Material for the task:
++++
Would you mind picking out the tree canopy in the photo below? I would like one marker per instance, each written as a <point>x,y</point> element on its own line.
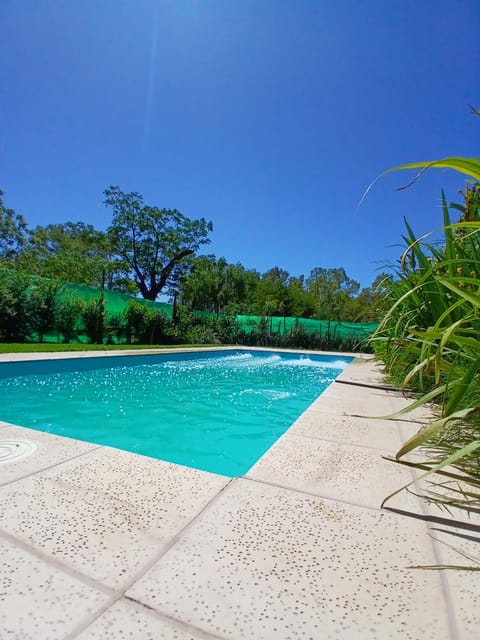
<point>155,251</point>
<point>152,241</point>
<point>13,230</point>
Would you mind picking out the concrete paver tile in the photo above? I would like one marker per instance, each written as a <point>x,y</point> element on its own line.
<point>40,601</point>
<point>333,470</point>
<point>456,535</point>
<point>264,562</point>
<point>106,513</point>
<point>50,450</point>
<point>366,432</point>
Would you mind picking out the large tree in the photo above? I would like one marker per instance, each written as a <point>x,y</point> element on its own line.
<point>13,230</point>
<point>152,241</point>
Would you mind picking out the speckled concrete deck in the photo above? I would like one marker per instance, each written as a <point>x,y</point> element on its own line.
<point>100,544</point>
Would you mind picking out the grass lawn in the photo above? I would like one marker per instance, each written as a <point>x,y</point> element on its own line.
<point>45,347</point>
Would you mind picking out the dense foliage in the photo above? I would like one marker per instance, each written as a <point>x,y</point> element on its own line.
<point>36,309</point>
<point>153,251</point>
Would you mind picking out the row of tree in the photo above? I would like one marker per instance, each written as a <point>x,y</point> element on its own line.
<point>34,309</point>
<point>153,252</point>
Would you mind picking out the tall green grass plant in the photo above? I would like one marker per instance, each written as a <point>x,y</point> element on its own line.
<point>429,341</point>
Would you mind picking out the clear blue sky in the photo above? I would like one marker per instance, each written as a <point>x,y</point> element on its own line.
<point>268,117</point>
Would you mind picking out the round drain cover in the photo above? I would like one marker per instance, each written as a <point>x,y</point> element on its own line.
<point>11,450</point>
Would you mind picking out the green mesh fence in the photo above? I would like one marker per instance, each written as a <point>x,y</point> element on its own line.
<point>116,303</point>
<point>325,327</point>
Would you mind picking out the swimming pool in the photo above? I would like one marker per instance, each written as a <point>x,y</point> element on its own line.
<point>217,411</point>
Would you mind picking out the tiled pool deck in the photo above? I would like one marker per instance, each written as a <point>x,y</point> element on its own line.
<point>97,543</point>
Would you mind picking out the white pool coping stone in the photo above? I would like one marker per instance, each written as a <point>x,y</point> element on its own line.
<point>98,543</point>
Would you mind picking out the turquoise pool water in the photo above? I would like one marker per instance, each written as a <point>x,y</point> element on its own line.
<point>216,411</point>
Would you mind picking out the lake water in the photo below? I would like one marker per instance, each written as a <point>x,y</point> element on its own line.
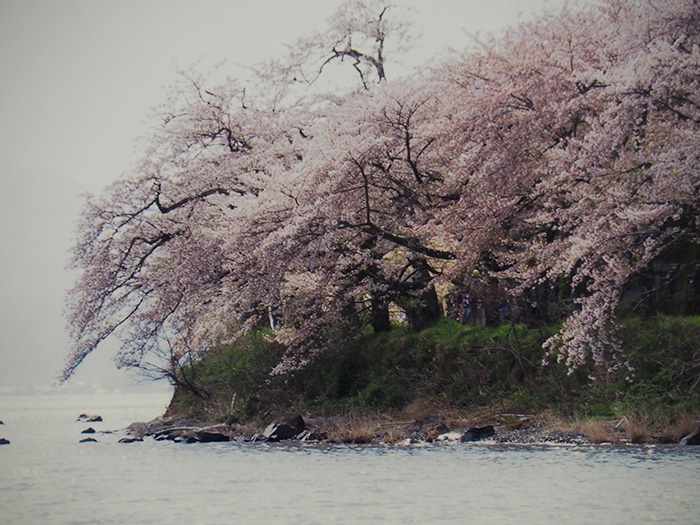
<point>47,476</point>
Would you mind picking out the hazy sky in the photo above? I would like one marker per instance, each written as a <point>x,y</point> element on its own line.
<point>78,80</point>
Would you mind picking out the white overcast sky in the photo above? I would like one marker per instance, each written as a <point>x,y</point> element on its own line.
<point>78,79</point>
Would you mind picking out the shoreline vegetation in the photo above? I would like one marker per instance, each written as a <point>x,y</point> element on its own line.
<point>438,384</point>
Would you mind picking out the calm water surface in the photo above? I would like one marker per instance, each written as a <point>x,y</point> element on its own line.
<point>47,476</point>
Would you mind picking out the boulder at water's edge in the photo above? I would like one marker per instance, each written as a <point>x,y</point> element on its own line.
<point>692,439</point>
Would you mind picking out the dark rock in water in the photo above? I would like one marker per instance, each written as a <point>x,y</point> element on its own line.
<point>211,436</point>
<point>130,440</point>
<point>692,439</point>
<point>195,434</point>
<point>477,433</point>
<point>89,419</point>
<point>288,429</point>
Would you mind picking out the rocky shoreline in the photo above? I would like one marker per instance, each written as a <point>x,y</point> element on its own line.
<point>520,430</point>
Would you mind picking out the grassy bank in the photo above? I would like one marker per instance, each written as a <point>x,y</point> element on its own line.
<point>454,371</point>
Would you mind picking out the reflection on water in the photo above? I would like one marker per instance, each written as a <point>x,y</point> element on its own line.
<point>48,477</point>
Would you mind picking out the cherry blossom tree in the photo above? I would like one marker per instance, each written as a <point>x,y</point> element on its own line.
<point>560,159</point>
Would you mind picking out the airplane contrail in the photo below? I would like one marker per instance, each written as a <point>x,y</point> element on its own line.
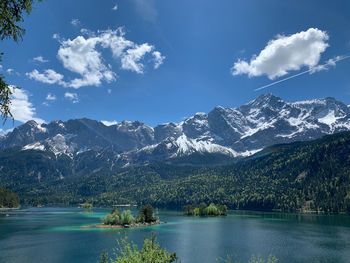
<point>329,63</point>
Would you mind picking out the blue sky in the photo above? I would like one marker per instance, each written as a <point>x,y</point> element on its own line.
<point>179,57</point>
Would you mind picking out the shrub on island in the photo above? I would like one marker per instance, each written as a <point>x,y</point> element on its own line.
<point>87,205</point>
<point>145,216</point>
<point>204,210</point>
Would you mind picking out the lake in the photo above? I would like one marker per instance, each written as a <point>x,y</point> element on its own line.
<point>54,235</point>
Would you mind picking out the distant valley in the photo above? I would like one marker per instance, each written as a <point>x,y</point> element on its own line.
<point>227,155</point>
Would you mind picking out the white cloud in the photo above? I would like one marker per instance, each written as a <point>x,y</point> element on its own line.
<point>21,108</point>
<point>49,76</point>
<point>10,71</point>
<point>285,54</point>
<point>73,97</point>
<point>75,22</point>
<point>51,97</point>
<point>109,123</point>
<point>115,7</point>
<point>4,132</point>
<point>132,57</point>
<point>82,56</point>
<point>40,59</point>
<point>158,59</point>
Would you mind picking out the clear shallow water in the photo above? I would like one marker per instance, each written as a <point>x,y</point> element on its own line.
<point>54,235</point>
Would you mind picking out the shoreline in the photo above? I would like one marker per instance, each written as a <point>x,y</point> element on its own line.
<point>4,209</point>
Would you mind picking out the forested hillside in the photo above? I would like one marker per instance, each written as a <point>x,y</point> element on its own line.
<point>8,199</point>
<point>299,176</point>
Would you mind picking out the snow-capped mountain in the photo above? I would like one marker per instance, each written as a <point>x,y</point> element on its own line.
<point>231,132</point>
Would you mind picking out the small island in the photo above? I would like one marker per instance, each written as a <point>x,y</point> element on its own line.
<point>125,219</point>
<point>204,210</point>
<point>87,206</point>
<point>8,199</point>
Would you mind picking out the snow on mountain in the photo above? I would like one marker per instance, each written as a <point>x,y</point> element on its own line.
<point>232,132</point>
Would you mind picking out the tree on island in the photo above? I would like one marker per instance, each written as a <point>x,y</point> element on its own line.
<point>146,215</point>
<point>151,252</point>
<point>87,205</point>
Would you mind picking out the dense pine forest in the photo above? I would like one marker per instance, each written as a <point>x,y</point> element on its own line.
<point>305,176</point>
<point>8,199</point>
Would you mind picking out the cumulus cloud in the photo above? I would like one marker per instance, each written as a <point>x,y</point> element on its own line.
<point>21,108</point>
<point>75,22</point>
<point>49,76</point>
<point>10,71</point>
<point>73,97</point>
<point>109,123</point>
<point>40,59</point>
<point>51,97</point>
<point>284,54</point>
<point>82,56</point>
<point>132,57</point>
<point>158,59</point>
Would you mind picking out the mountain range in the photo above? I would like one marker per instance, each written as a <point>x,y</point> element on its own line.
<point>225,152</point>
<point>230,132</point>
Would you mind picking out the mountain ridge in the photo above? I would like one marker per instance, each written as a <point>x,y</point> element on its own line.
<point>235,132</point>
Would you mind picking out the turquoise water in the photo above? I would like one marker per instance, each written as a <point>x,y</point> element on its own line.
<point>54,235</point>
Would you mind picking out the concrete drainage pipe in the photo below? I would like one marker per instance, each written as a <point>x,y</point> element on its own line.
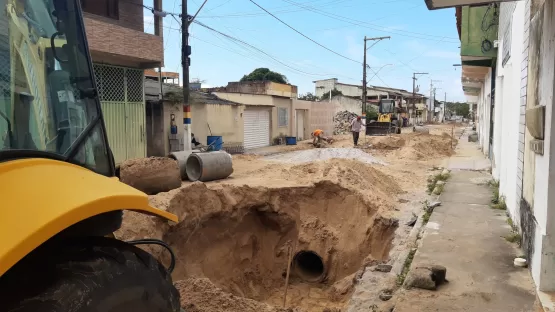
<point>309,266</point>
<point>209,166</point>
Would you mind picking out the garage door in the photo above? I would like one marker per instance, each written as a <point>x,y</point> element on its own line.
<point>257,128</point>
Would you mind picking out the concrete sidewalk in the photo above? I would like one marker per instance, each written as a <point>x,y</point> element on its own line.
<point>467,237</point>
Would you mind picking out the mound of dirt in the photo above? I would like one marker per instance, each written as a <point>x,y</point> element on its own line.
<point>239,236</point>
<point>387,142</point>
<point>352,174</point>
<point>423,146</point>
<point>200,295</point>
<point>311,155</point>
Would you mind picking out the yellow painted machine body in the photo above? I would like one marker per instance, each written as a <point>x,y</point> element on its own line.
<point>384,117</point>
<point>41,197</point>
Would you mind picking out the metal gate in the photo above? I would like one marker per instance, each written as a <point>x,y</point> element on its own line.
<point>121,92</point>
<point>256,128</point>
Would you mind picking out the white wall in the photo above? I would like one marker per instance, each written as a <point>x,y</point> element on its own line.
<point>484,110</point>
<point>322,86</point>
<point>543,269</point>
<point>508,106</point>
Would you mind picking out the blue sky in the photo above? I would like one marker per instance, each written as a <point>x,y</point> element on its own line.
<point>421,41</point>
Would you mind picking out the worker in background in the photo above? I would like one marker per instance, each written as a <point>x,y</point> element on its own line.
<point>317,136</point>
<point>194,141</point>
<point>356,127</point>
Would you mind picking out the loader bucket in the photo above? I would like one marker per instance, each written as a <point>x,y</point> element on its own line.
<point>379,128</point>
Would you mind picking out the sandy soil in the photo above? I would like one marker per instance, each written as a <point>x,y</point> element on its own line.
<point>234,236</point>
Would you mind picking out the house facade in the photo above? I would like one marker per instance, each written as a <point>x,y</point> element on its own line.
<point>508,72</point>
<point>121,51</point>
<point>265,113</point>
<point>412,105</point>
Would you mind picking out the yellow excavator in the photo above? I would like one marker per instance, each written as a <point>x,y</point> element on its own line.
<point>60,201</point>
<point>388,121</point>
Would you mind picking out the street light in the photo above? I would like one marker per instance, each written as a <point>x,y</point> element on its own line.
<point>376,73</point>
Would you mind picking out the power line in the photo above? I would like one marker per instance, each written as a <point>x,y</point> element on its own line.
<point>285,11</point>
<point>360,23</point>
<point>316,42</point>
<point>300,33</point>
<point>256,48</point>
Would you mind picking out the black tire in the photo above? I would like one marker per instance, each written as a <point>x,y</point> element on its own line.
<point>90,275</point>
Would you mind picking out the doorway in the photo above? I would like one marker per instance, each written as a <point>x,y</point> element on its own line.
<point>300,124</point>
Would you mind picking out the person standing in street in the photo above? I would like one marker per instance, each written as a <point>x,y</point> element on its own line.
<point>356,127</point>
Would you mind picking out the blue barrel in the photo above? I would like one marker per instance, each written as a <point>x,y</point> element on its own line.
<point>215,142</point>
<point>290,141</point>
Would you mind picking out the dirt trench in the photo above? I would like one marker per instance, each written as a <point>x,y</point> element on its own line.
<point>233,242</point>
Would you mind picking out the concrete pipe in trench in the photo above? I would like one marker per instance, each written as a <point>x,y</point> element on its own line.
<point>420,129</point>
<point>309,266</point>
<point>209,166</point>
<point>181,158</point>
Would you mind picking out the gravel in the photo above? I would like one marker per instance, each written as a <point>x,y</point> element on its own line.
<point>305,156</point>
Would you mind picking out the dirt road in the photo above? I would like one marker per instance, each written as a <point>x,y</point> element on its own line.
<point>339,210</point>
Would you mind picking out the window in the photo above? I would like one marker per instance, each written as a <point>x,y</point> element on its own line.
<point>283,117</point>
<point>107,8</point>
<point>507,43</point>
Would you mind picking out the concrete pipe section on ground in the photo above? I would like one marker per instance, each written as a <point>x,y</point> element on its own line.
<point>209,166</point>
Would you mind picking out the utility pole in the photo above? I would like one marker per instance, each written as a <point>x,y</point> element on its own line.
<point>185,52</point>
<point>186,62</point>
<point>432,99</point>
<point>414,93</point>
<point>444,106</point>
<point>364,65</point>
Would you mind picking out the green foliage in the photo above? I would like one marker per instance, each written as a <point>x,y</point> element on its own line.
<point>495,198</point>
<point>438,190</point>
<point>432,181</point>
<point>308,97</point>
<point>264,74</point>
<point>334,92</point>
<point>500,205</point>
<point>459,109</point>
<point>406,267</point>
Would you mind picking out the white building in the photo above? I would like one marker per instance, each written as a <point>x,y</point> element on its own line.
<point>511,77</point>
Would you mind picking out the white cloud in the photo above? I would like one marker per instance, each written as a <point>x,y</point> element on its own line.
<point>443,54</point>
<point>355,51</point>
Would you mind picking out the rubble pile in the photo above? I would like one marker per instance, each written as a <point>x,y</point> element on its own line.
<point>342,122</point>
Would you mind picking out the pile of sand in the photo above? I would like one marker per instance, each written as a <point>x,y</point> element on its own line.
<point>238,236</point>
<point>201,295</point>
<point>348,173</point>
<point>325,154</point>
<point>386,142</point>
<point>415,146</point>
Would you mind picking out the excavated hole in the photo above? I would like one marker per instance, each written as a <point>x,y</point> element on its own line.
++++
What is needed:
For this exercise, please retype exactly the lines in the listing from the line with "Would you mind picking out the pile" through its last line, both ends included.

Task result:
Would you mind picking out the pile of sand in the photo above? I would like one marker per instance, each written as a <point>x,y</point> element on its own line.
<point>238,236</point>
<point>201,295</point>
<point>348,173</point>
<point>325,154</point>
<point>386,142</point>
<point>415,146</point>
Would you mind picking out the excavated hole in the photo above? I would like one marker per instance, each written as a <point>x,y</point> element on its own line.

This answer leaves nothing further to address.